EXCERTO SELECIONADO
------------------------

Aceitar a morte de seu marido tem sido extremamente difícil para Adrienne Makenda. Um dos aspectos mais angustiantes é que Mubenga estava rodeado por tantas pessoas, tanto passageiros como tripulantes, no período que antecedeu a sua morte. “Ele foi negligenciado”, diz Makenda. “O que as testemunhas disseram: ouviram-no pedir ajuda. Muitos deles ouviram. Mas ninguém ajudou. A minha pergunta é “Porquê?” Se alguém o tivesse ajudado, Jimmy estaria aqui hoje.”

Mensagens Racistas nos Telefones dos Guardas da G4S

Outro elemento particularmente angustiante veio de um dos guardas, Hughes, em cujo telemóvel foram encontradas cerca de 65 mensagens de teor racista altamente ofensivo. No tribunal, o juiz pediu-lhe para ler várias das mensagens, que incluíam comentários sobre imigrantes, muçulmanos, asiáticos e negros. O guarda Tribelnig também admitiu ter mensagens racistas no seu telemóvel, que foi apreendido pela polícia. Os dois guardas disseram que não sabiam como apagar as mensagens ou simplesmente não se preocuparam em fazê-lo.

Muitas Perguntas Por Responder

Embora o veredicto tenha sido bem-vindo pela família de Mubenga, muitas questões relacionadas com a sua morte continuam por responder. Porque foram os três guardas detidos apenas a 18 de Outubro de 2010, 6 dias depois da morte de Mubenga? Em resultado dessa demora, os três guardas tiveram pelo menos cinco dias para para corroborar as suas histórias, se quisessem faze-lo.

E porque continuam os guardas da G4S a usar métodos de imobilização que incluem empurrar para baixo a cabeça de alguém que se encontra sentado? Desde 2003 tem sido levantadas preocupações sobre mortes de detidos em estado de imobilização. Em Abril de 2004, um rapaz de 15 anos de idade, Gareth Myatt, morreu sob custódia enquanto estava imobilizado por guardas da G4S. O adolescente queixou-se de que não conseguia respirar, mas os guardas continuaram a segurá-lo com a cabeça para baixo.

A G4S precisa também de explicar porque continua a empregar guardas que são racistas e que têm 65 mensagens de teor racialmente ofensivo nos seus telemóveis. É importante ressaltar que a G4S opera em 30 países africanos, incluindo Angola, onde tem escritórios no Miramar, em Luanda.

Ligação Histórica de Mubenga à Grã-Bretanha

Para muitos britânicos, a deportação de Mubenga – se não a sua morte – foi merecida. Poucas pessoas aqui acreditam que a Grã-Bretanha tenha qualquer dívida para com os angolanos ou qualquer ligação com Angola. Poucos na Grã-Bretanha estão cientes do facto de que o nosso país tem uma longa história, não apenas com Angola, mas especificamente com as Lundas. De acordo com sua esposa, Mubenga cresceu em Cafunfo, na Lunda Norte.

------------------------

DADOS FORNECIDOS
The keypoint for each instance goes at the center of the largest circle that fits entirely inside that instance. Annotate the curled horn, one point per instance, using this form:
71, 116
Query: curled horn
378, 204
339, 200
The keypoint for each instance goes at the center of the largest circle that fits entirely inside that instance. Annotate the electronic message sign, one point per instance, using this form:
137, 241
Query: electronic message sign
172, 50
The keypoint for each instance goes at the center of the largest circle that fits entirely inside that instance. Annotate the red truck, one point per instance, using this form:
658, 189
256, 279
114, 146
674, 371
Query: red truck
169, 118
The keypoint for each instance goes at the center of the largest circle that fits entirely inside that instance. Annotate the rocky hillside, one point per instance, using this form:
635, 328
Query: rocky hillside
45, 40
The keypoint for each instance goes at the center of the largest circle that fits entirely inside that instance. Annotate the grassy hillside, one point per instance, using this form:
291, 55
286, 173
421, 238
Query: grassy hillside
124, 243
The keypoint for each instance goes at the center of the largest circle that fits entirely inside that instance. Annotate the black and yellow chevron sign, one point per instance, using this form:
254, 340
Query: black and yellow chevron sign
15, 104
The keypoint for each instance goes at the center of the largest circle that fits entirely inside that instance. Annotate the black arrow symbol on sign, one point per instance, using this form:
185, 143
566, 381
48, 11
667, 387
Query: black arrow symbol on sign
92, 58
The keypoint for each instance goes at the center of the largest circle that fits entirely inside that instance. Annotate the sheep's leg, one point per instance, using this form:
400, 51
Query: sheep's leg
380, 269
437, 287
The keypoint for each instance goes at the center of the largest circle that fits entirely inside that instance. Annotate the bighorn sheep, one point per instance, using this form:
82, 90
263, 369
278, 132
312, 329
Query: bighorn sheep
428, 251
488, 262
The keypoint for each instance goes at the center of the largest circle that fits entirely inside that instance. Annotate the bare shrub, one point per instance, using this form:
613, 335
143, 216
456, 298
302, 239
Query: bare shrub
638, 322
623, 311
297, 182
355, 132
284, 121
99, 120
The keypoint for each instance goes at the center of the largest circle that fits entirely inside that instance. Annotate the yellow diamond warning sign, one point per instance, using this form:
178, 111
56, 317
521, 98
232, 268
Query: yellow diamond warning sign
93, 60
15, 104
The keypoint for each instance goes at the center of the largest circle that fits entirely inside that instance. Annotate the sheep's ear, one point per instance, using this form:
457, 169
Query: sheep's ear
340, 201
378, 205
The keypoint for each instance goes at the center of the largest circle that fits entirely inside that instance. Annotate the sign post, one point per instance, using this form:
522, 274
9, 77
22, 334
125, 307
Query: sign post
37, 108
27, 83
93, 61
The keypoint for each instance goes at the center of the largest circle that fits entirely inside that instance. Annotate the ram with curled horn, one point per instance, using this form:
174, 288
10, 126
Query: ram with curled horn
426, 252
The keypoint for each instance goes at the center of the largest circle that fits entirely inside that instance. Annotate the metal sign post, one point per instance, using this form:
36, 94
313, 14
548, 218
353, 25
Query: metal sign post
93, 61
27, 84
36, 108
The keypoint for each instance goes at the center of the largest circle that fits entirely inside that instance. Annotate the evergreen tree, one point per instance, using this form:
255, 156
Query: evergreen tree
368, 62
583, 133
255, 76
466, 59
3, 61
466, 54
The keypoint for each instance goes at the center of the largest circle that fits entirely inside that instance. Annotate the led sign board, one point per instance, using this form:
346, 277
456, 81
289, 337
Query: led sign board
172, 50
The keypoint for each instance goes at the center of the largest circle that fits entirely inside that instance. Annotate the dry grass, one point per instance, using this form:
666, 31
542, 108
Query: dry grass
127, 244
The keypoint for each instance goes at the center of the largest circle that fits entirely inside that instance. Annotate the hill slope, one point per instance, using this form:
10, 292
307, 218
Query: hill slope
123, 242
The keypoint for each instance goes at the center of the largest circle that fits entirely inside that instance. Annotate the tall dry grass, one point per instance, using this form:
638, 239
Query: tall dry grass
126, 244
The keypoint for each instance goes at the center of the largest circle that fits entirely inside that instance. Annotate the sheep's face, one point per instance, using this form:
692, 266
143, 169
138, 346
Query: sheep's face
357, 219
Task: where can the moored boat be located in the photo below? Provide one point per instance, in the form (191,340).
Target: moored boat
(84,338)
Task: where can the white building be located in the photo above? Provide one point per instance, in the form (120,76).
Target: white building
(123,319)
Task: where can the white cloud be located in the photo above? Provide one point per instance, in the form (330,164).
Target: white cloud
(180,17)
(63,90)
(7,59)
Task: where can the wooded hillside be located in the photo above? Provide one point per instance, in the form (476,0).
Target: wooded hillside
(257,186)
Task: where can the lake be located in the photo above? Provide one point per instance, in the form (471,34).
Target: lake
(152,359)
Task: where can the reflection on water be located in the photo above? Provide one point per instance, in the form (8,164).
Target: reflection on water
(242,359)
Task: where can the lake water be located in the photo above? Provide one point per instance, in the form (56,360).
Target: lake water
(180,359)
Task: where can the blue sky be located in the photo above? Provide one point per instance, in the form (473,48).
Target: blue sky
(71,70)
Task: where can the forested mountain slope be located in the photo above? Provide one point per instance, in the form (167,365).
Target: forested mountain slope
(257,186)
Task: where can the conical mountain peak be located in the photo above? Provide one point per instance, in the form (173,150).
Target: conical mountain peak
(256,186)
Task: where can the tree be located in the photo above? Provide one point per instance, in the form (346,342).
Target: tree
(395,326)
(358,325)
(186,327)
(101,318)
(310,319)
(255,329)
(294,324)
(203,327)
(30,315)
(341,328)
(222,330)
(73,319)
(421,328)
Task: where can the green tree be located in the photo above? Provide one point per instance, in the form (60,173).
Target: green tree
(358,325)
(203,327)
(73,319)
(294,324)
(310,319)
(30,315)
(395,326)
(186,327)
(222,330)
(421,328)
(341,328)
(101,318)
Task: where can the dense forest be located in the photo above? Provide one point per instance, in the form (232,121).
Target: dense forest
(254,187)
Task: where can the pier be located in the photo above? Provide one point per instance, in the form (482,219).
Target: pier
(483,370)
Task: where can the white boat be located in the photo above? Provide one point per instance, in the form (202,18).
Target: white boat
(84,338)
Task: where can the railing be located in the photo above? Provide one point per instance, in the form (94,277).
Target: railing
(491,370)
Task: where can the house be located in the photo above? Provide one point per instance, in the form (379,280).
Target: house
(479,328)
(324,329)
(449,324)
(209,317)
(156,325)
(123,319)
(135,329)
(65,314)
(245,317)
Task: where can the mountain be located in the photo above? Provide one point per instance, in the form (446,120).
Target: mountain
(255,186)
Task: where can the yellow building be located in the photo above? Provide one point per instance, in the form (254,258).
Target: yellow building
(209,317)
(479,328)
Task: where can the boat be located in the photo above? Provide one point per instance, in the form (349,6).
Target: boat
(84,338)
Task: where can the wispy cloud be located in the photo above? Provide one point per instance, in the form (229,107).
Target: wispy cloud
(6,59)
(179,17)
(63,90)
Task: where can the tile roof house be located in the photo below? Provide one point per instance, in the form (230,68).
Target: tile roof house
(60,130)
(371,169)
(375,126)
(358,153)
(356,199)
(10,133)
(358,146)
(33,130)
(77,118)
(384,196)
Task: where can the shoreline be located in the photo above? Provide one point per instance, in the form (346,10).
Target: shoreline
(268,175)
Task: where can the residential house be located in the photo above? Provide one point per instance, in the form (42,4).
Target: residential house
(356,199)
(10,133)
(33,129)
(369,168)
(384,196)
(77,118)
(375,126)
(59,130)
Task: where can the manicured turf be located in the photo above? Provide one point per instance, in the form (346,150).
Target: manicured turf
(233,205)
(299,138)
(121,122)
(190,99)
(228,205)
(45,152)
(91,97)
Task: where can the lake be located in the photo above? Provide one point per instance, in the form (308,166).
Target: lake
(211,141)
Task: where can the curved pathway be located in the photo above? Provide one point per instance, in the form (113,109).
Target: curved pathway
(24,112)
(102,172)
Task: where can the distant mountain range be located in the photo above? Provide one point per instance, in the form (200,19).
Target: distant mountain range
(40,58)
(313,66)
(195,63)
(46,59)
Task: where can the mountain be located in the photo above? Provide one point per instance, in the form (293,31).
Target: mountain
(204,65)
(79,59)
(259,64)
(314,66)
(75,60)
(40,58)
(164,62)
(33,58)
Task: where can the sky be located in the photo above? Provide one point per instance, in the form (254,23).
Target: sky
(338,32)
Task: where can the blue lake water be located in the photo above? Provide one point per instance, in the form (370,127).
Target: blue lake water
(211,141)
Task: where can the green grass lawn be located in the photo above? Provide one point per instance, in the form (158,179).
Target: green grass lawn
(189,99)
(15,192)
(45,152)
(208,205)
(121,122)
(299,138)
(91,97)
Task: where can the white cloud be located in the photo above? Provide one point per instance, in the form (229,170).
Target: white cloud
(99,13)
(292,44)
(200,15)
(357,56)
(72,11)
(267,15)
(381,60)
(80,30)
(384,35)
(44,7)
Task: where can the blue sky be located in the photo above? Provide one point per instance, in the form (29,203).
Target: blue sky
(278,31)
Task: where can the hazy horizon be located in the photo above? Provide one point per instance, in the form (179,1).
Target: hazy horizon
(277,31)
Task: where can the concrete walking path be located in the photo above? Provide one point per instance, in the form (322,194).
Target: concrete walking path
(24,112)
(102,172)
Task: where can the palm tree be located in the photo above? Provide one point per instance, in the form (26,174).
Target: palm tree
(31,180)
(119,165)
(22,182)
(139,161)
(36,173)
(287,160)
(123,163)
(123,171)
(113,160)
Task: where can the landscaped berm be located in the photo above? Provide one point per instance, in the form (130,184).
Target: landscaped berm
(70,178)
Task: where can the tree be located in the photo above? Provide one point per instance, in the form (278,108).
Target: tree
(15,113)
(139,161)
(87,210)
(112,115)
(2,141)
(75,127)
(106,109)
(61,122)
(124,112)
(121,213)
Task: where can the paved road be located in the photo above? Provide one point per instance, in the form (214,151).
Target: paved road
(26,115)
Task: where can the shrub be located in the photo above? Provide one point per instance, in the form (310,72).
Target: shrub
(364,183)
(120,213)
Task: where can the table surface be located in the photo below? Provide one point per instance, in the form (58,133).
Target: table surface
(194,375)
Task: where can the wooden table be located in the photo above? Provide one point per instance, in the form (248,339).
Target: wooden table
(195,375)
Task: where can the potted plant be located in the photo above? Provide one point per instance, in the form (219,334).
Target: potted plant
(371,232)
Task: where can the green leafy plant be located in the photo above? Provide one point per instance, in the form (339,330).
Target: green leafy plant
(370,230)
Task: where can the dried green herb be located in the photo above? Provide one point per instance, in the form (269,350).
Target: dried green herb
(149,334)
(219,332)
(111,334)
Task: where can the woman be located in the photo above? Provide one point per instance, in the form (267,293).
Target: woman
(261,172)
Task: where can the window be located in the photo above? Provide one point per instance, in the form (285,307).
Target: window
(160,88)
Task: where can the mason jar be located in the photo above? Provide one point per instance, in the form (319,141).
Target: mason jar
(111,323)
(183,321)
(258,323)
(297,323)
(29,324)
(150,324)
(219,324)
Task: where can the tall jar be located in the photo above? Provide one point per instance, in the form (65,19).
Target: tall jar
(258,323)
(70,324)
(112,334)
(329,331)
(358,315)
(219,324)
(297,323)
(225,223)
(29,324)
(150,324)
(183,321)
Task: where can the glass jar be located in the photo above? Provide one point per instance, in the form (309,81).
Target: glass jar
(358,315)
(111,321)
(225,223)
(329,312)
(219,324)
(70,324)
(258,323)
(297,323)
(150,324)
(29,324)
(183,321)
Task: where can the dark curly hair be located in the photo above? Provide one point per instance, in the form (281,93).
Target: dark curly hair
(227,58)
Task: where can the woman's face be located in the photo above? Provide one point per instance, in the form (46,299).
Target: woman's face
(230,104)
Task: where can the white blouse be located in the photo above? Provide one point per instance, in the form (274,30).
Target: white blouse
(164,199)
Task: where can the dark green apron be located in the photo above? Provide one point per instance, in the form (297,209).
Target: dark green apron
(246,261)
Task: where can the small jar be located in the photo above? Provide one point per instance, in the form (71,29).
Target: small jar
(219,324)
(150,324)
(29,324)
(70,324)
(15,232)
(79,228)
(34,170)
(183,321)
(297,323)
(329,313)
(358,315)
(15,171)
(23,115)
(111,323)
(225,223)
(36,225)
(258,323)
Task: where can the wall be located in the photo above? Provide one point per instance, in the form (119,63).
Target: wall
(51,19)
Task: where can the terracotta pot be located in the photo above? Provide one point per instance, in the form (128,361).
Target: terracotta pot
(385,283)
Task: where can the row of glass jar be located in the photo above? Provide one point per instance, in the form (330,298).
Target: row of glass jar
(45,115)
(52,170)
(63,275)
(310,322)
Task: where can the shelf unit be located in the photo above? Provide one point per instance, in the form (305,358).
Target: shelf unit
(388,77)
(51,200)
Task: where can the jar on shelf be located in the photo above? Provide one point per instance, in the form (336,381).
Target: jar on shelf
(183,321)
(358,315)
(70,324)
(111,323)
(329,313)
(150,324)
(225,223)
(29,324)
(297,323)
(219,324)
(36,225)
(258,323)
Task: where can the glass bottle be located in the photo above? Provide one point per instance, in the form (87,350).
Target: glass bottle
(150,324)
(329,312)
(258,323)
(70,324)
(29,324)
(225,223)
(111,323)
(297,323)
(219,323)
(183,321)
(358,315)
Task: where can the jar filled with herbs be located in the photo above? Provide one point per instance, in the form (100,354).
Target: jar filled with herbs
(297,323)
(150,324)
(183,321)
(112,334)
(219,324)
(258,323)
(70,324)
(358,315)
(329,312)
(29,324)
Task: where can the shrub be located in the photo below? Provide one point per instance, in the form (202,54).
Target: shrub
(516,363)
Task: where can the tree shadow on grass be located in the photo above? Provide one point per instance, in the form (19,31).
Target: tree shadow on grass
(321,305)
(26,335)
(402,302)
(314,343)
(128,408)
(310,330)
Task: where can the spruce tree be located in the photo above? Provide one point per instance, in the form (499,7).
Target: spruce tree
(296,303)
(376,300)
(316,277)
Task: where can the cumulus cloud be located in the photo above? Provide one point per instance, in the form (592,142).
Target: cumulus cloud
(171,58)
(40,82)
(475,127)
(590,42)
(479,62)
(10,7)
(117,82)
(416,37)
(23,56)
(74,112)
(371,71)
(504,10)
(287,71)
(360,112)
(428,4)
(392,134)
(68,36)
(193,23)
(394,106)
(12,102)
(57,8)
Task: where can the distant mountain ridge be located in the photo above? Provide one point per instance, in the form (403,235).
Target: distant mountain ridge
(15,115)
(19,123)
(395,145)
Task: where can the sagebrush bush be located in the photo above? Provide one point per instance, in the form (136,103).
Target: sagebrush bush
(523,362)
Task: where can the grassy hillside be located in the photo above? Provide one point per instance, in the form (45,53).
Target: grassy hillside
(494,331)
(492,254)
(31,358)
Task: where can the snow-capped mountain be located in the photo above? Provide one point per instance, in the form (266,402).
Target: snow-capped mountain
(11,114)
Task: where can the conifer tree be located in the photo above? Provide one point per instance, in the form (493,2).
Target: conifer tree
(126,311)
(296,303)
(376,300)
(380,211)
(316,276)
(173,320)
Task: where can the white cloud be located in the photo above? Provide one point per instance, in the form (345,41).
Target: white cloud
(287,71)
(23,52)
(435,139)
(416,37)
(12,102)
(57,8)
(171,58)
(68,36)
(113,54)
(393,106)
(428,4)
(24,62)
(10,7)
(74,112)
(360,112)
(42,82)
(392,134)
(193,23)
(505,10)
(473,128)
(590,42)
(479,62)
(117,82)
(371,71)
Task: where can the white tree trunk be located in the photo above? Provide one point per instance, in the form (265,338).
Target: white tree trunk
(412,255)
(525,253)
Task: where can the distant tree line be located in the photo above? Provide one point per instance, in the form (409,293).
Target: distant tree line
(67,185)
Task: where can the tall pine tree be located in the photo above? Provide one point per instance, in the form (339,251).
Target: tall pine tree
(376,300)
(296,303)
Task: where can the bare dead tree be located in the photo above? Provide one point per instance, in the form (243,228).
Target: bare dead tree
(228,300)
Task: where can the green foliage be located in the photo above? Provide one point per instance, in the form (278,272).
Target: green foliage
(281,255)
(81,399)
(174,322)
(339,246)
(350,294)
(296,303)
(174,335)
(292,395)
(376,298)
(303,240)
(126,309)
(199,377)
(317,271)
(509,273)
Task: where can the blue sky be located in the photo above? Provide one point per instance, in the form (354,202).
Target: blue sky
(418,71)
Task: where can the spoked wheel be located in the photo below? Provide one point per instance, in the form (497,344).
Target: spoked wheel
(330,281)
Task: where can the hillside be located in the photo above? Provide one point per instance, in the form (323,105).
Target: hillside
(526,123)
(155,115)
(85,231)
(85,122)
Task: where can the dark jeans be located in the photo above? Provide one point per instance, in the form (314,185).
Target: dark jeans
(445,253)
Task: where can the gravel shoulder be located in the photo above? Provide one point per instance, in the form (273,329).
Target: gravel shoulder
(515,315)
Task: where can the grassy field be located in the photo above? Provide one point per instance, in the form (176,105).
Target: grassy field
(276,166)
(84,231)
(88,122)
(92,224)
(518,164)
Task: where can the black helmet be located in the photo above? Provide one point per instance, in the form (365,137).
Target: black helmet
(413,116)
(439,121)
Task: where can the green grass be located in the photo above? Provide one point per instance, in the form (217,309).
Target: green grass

------------------------

VERIFIQUE A COMPREENSÃO
1. Indique se cada afirmação abaixo está de acordo com o excerto, respondendo sim ou não e citando as palavras exatas do excerto que o decidem.
(a) Os três guardas foram detidos seis dias depois da morte de Mubenga.
(b) Gareth Myatt morreu sob custódia em 2003.
(c) A G4S opera em 30 países africanos.
2. Reproduza, sem alterações, o trecho do excerto que começa nas palavras "Embora o veredicto" e termina depois de "se quisessem faze-lo.".

LISTA DE SOLUÇÕES
1.
(a) Sim: "Porque foram os três guardas detidos apenas a 18 de Outubro de 2010, 6 dias depois da morte de Mubenga?"
(b) Não: "Em Abril de 2004, um rapaz de 15 anos de idade, Gareth Myatt, morreu sob custódia"
(c) Sim: "a G4S opera em 30 países africanos, incluindo Angola"

2.
Embora o veredicto tenha sido bem-vindo pela família de Mubenga, muitas questões relacionadas com a sua morte continuam por responder. Porque foram os três guardas detidos apenas a 18 de Outubro de 2010, 6 dias depois da morte de Mubenga? Em resultado dessa demora, os três guardas tiveram pelo menos cinco dias para para corroborar as suas histórias, se quisessem faze-lo.